--- START Excerpted text ---

About the Fobnail project
Fobnail is a project that aims to provide a reference architecture for building offline integrity measurement verifiers on the USB device (Fobnail Token) and attesters running in Dynamically Launched Measured Environments (DLME). It allows the Fobnail owner to verify the trustworthiness of the running system before performing any sensitive operation. This project was founded by NlNet Foundation. More information about the project can be found in the Fobnail documentation. Also, make sure to read other posts related to this project by visiting fobnail tag.
Scope of current phase
This phase was mostly about implementing attestation. It includes splitting the current implementation of Fobnail (aka Verifier) code into separate modules. A module for previous phase (platform provisioning) is started only if Fobnail doesn’t have platform-specific artifacts saved in flash. A module for attestation is always started, either as first stage or immediately after provisioning, to test if provisioning succeeded.
We also fixed some hardware issues that forced us to not use nRF52. nRF52 still can’t be fully used due to inability to provision Fobnail Token itself, but this moves us closer to the final, remote (i.e., not running on the platform being verified) implementation of Fobnail.
For definitions of roles and artifacts mentioned throughout the post, see Remote Attestation Procedures Architecture and our documentation that maps those to Fobnail components.
Attestation
Attestation is a process during which Verifier (Fobnail Token) asks Attester (host platform) for Evidence (in our case this is signed TPM quote), and based on it creates Attestation Results. This process is additionally controlled by Appraisal Policy and Reference Values. In general, Attestation Results may have complex format that is later appraised by another party, but in case of Fobnail this is binary good/bad output.
Implementation
Reference Values in form of RIM were created and passed to Fobnail Token in previous phase. A per-platform Appraisal Policy is expected to be installed during remote platform provisioning. In case of local provisioning, a default policy is used.
Default policy for Fobnail includes comparison of hashes of PCRs 0-7 and 17-18,
for SHA256 bank. It is checked by using TPM2_Quote()
command, for which
Fobnail Token sends, in addition to PCR selection, a nonce that is included in a
signed response. This protects against replay attacks, and in combination with
TPM mechanism against signing external data starting with magic number also
proves that Claims (values read from TPM) and Evidence (values sent to Verifier)
are fresh.
Reasoning for choosing this particular set of PCRs is that PCR0-7 are used by pre-OS environment, and PCR17-18 are used in DRTM flow. Other registers are used by OS and may change after software is updated, which would require frequent re-provisioning of the platform. SHA256 is the only algorithm commonly used – SHA1 is deprecated and SHA384, while mandatory according to the latest TPM specification, is not implemented by majority of available TPMs.
In addition to configurable part of policy described above, there are also implicit assumptions:
- Metadata is always checked – hash of metadata is used to generate filenames for data stored in Fobnail Token.
- AIK (and because of its relation, also EK) doesn’t change – it is saved during platform provisioning and never again sent by the Attester. During attestation, Fobnail Token checks signatures of received data against this saved copy.

--- END Excerpted text ---

- Stated task 1 -
In the records below, copy the stretch from the line containing "For the evaluation set, indicate each instance of the woman with" through the end of the records, keeping the requests, and increase every point coordinate in the answers by 124.

--- START Exercise inputs ---

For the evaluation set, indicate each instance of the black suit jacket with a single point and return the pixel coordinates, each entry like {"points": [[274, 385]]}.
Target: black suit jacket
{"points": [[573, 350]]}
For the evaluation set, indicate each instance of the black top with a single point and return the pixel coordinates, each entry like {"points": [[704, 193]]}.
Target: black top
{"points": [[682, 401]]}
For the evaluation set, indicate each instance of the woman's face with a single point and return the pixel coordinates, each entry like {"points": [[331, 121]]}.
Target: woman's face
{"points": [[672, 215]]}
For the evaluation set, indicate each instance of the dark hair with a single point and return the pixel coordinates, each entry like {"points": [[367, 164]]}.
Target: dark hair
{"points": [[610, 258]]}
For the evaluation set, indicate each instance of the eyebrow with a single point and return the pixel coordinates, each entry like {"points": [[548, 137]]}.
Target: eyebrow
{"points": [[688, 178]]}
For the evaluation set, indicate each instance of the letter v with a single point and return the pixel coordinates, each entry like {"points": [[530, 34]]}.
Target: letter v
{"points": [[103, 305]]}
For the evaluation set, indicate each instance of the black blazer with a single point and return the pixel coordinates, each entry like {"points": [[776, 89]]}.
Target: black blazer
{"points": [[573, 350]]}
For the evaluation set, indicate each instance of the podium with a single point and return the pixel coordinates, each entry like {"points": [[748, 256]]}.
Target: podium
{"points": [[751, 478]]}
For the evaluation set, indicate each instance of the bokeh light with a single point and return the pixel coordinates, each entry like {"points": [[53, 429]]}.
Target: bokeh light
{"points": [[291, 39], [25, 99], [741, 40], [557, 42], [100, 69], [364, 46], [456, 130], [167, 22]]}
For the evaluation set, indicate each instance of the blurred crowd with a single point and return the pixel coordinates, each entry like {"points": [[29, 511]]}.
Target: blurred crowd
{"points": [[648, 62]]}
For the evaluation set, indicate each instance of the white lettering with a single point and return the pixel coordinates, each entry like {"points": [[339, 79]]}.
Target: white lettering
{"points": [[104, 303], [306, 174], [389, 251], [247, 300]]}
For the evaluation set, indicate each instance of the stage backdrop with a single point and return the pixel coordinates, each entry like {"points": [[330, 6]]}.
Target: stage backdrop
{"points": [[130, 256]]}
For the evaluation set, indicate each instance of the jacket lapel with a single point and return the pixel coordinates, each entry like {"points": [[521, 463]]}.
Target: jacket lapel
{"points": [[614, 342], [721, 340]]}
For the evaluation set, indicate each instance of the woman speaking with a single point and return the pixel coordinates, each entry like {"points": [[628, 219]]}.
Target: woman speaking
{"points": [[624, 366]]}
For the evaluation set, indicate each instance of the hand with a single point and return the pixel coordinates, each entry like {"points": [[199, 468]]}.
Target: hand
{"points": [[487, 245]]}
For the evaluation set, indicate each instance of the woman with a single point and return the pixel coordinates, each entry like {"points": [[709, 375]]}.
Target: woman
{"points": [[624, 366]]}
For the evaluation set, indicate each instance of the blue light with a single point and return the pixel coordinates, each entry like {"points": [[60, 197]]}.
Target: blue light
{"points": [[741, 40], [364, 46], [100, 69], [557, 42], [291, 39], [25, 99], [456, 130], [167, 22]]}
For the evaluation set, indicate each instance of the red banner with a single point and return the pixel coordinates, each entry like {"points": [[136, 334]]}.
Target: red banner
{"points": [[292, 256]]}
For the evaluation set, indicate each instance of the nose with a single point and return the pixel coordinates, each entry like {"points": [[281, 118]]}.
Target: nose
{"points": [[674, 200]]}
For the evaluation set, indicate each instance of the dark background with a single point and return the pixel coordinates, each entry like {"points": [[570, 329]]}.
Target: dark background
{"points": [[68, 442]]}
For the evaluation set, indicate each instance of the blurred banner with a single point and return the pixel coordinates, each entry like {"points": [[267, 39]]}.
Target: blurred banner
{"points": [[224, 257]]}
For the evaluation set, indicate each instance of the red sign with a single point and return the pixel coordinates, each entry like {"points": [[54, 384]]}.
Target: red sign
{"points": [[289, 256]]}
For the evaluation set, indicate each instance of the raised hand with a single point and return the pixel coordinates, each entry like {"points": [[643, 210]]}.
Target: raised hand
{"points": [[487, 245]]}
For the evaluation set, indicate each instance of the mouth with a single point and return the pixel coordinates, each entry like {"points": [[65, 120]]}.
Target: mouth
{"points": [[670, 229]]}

--- END Exercise inputs ---

- Stated task 2 -
Rewrite the stretch of the Fobnail text from "For definitions of" through "to Fobnail components.", putting "entities" in place of "roles".

- Task solution 1 -
For the evaluation set, indicate each instance of the woman with a single point and return the pixel coordinates, each entry like {"points": [[709, 375]]}.
Target: woman
{"points": [[748, 490]]}
For the evaluation set, indicate each instance of the blue light with a single point and return the pixel coordinates, each entry like {"points": [[60, 197]]}.
Target: blue light
{"points": [[865, 164], [488, 170], [224, 193], [681, 166], [415, 163], [149, 223], [580, 254], [291, 146]]}
For the evaluation set, indicate each instance of the red banner with a single point and return the pixel coordinates, each entry like {"points": [[136, 334]]}.
Target: red banner
{"points": [[416, 380]]}
For the evaluation set, indicate each instance of the nose with a single point and return the pixel coordinates, each entry like {"points": [[281, 118]]}.
Target: nose
{"points": [[798, 324]]}
For the evaluation set, indicate each instance of the dark background with a single point and return the pixel coordinates, each entry like {"points": [[570, 329]]}.
Target: dark background
{"points": [[192, 566]]}
For the evaluation set, indicate each instance of the blurred banner with a single point and return the pixel coordinates, each entry like {"points": [[267, 39]]}.
Target: blurred banner
{"points": [[348, 381]]}
For the evaluation set, indicate each instance of the red sign with a single point and return the pixel coordinates, each entry like {"points": [[54, 384]]}.
Target: red sign
{"points": [[413, 380]]}
For the evaluation set, indicate each instance of the raised hand with a single point and return the pixel coordinates, each entry like {"points": [[643, 210]]}.
Target: raised hand
{"points": [[611, 369]]}
For the evaluation set, indicate each instance of the mouth with a single point and return the pixel coordinates, each entry like {"points": [[65, 120]]}.
Target: mouth
{"points": [[794, 353]]}

- Task solution 2 -
For definitions of entities and artifacts mentioned throughout the post, see Remote Attestation Procedures Architecture and our documentation that maps those to Fobnail components.